- **WHAT THE TASK ASKS**
Filter the entries below, keeping every line that has the word "drawer".

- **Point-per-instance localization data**

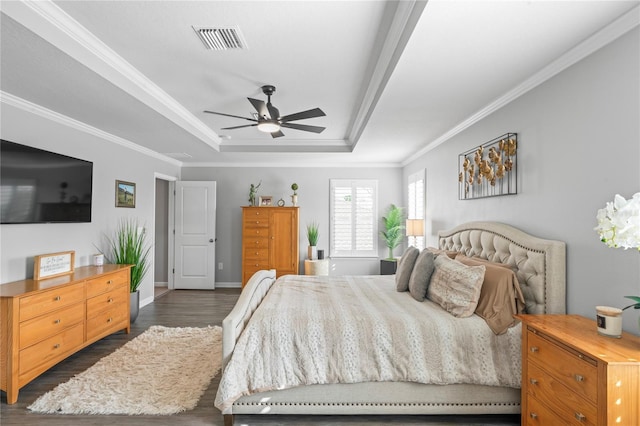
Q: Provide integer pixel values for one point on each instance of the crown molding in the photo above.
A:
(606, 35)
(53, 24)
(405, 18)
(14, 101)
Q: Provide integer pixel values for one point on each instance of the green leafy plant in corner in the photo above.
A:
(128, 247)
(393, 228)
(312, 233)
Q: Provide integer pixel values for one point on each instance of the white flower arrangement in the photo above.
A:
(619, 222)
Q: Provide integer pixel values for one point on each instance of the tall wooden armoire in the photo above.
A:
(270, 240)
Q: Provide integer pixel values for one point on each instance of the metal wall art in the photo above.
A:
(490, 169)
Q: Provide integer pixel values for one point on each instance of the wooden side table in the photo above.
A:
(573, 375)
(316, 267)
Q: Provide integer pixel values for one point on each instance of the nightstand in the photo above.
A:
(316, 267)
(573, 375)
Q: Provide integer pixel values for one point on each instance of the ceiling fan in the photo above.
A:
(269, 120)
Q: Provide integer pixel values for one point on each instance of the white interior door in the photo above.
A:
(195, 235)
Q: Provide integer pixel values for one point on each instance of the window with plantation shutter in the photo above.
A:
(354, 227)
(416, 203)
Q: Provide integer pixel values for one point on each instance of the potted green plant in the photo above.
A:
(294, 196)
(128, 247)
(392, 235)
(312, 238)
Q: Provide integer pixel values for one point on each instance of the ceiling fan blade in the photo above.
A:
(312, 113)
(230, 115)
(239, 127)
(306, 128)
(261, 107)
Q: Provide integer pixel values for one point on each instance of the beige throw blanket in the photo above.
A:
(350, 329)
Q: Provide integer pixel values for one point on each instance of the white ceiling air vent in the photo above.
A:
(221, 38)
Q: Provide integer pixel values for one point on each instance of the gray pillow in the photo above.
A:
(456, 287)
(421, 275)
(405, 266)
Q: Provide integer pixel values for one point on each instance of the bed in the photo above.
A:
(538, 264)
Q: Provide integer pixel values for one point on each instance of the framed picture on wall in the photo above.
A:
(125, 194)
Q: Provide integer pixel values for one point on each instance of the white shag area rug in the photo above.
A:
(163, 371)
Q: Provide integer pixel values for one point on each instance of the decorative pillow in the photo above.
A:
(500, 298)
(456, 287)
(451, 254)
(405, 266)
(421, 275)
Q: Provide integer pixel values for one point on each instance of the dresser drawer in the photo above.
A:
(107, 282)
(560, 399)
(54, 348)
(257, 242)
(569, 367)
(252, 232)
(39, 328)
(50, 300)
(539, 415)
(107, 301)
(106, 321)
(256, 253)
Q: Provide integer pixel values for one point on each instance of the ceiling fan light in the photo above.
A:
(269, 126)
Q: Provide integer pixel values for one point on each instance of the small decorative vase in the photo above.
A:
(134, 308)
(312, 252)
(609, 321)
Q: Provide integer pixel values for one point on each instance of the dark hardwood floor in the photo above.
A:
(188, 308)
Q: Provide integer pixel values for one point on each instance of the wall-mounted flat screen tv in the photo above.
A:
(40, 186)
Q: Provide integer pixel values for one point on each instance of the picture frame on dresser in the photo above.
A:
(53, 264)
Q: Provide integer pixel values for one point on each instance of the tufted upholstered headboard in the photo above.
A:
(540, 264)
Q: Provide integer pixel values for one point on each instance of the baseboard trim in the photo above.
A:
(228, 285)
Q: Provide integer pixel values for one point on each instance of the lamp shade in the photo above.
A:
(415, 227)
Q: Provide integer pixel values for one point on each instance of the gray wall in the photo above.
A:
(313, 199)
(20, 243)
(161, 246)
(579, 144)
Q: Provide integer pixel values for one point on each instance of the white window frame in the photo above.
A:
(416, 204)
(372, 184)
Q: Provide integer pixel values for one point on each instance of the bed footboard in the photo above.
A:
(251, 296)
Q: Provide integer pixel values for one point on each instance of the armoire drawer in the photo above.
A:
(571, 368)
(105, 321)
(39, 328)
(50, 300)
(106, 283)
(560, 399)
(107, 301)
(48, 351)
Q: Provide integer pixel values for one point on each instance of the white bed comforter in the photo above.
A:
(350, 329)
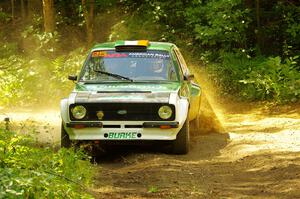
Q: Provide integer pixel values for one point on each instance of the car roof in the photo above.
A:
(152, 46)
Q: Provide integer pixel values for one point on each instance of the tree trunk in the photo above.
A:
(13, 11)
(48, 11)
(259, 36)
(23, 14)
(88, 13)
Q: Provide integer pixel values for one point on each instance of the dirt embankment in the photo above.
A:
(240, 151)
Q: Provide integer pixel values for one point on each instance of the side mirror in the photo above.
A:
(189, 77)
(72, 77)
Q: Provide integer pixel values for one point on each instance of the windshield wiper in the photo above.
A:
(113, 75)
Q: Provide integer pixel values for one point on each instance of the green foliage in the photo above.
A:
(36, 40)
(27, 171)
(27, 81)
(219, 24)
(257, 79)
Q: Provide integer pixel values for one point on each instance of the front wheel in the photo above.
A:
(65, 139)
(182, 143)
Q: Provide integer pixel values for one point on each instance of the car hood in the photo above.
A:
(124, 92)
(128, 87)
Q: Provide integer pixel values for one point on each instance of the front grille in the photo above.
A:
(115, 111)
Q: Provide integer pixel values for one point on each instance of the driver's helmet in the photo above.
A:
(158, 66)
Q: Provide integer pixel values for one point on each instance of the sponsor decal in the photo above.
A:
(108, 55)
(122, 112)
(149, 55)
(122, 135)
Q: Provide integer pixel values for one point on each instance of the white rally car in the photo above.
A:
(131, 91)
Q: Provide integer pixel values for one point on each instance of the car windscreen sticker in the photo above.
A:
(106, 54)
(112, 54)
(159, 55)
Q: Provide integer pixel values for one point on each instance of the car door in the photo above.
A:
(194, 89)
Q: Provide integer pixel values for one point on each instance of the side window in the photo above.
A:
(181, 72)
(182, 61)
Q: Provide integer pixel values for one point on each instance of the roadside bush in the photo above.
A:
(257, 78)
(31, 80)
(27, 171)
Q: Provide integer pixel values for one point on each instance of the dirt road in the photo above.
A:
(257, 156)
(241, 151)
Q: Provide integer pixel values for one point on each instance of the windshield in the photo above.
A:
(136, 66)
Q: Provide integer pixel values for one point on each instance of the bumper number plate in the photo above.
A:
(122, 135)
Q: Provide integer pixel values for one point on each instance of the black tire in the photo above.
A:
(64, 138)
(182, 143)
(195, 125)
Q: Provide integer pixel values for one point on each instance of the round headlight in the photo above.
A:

- **WRITTEN RESPONSE**
Q: Provide integer pixel values for one point on each instance of the dresser drawer in the photo above.
Q: Provide integer pixel values for one point on each instance of the armoire drawer in the photo above.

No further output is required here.